#### Stored items from a collection
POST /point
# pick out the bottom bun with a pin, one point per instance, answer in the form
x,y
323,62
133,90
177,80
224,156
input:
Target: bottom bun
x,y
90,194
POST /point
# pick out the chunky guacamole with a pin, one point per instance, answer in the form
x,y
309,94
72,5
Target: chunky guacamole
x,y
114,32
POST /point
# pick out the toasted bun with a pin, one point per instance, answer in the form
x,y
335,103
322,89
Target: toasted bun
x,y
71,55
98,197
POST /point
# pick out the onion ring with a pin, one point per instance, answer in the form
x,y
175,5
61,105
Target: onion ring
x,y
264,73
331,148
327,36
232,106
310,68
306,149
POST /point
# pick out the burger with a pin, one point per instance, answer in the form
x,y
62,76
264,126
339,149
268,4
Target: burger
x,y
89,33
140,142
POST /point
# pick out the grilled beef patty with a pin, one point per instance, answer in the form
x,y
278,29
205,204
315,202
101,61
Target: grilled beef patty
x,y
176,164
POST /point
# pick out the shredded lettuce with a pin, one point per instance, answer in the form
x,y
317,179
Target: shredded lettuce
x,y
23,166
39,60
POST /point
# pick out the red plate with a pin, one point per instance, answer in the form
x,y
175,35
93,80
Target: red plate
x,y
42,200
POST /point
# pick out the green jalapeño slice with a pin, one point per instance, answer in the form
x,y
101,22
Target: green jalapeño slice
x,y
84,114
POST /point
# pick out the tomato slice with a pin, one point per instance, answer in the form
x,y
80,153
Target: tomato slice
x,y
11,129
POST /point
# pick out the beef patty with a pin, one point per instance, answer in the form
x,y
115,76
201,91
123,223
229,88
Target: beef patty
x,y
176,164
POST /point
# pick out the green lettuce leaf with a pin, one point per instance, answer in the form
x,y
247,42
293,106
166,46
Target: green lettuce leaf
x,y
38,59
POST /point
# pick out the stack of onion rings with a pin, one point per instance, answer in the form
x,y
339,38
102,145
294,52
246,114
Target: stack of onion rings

#### WHAT IS BEING ASKED
In the entries above, identify every line with the string "rings".

#### RESPONSE BELOW
# pick out the stack of onion rings with a pin, one point per instance, answer in the form
Target: stack of onion rings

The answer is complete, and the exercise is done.